Look for the string "ferris" in the material below. Copy every line where you find it.

:: INFORMATION SUPPLIED ::
□ □ □

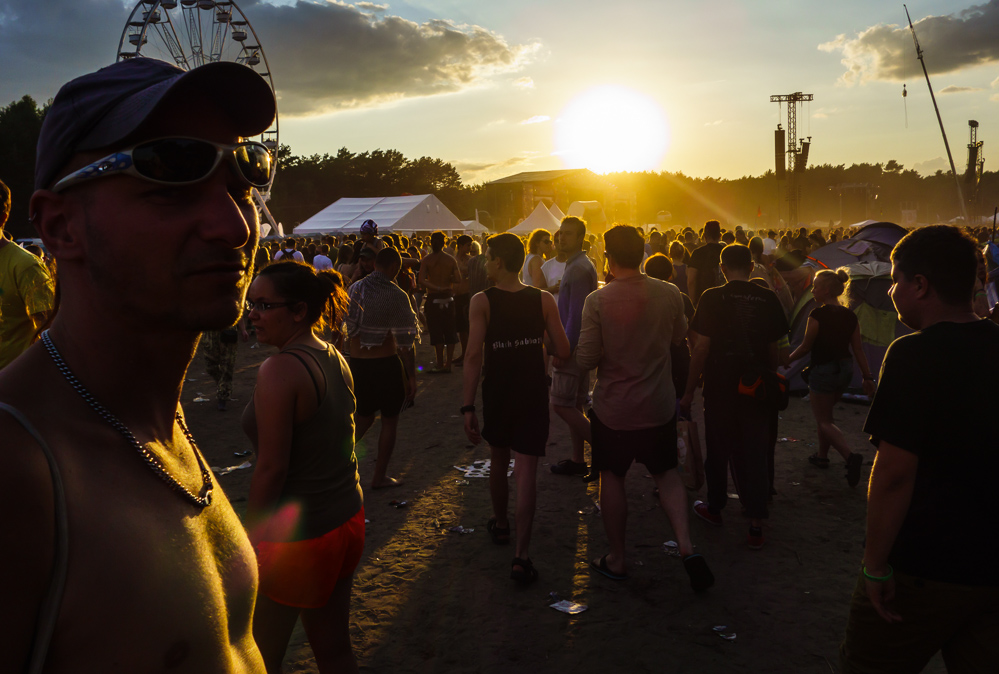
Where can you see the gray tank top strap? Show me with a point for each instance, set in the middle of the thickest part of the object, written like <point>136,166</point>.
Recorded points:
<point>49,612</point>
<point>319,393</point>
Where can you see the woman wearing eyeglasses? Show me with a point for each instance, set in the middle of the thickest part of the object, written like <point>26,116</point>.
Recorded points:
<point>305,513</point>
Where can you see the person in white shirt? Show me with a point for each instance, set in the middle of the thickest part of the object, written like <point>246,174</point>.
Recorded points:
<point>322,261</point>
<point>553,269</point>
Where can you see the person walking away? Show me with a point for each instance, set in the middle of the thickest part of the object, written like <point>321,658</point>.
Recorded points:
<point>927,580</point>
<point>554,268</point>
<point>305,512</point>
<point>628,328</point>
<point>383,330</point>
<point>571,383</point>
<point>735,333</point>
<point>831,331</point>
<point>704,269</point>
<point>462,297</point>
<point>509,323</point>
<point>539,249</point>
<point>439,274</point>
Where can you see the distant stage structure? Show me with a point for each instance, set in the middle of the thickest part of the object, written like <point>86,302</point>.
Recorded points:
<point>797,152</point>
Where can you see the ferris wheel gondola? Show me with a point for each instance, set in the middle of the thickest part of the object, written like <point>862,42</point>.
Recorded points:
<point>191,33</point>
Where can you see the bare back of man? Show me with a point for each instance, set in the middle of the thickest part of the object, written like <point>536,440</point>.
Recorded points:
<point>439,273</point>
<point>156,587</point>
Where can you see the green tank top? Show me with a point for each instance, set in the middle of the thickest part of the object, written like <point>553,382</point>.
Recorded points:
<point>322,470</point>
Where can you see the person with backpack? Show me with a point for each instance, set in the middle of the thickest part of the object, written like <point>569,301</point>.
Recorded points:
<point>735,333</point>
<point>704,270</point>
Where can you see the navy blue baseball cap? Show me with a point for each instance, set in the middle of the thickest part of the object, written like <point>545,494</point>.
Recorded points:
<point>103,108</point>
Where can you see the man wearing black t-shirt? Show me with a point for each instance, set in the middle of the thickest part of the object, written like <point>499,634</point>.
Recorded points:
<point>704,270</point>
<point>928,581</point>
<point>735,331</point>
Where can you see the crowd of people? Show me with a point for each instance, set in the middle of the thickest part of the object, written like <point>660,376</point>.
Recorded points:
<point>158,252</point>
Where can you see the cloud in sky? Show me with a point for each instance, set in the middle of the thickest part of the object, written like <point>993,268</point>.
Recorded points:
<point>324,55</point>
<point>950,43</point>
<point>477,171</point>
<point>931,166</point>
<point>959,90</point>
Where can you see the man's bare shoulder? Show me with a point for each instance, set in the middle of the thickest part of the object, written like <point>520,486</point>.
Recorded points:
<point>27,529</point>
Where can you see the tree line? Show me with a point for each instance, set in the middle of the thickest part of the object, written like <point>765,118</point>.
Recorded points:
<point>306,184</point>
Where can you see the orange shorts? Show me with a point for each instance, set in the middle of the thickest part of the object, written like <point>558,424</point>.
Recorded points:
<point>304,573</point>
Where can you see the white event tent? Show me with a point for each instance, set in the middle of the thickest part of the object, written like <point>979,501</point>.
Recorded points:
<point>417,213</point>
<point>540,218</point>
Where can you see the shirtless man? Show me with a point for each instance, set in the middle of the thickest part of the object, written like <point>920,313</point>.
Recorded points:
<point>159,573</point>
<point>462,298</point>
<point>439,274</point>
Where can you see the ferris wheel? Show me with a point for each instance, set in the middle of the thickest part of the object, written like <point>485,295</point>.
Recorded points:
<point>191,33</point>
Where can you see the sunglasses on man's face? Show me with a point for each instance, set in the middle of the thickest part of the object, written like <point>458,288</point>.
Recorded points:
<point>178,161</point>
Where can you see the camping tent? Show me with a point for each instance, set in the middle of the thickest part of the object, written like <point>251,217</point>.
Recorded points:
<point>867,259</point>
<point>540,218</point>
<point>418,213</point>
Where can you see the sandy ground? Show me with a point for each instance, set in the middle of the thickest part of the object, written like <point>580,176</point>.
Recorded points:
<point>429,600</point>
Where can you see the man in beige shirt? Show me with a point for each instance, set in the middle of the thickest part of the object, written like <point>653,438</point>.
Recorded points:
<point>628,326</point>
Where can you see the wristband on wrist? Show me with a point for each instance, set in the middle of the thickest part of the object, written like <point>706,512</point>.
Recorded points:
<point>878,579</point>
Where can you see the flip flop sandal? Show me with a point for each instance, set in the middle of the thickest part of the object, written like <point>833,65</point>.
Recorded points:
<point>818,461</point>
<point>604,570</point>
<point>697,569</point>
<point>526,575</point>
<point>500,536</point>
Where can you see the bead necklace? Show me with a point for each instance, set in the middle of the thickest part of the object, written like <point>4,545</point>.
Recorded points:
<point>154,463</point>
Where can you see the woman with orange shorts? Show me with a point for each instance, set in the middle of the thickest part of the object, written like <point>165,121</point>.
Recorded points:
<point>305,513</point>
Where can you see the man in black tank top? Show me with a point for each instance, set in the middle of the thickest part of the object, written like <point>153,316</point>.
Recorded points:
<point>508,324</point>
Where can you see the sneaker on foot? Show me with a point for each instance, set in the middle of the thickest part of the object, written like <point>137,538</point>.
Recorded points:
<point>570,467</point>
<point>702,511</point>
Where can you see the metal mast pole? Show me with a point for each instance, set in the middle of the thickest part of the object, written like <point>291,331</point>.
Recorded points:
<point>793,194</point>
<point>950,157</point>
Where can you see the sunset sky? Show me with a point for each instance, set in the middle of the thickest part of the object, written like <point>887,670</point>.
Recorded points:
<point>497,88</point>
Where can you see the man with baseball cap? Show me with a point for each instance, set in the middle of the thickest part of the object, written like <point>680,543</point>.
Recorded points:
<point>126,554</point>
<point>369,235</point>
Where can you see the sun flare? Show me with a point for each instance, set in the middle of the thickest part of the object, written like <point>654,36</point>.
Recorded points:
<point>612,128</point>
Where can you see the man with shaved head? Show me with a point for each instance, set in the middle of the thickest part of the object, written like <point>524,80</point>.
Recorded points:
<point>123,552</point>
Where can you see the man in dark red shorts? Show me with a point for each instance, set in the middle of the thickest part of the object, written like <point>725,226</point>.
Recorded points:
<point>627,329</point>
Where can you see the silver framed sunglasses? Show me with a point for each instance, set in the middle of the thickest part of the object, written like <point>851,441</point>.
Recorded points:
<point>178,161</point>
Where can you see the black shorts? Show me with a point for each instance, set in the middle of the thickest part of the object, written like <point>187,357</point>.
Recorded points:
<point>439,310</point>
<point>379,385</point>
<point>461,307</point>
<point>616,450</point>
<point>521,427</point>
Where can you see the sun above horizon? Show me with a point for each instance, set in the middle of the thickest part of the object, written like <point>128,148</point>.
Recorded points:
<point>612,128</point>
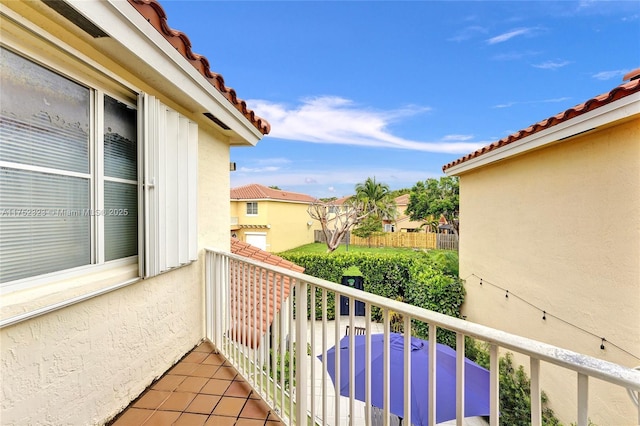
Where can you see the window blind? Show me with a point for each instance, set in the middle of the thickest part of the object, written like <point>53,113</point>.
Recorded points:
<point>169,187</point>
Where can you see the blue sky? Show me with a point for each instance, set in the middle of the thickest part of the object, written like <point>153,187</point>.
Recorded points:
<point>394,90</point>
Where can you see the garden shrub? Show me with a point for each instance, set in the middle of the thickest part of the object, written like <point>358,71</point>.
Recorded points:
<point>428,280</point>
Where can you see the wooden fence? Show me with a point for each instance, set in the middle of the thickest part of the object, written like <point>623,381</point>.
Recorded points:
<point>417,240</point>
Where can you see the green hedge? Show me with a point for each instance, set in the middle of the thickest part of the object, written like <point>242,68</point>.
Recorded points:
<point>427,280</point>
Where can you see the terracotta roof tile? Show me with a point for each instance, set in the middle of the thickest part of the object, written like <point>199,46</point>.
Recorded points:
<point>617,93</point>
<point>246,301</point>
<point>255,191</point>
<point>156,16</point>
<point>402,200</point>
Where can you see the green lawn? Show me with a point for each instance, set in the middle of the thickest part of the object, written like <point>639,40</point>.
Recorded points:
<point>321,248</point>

□ □ □

:: EXERCISE RESPONSE ::
Where can you see the ferris wheel gondola? Show me with a point for each instance, set in the middle of the thickest part of the object, written like <point>862,42</point>.
Where can you see the ferris wheel? Show me with a point for each instance, set in the middle of the thickest part of the object, written like <point>485,295</point>.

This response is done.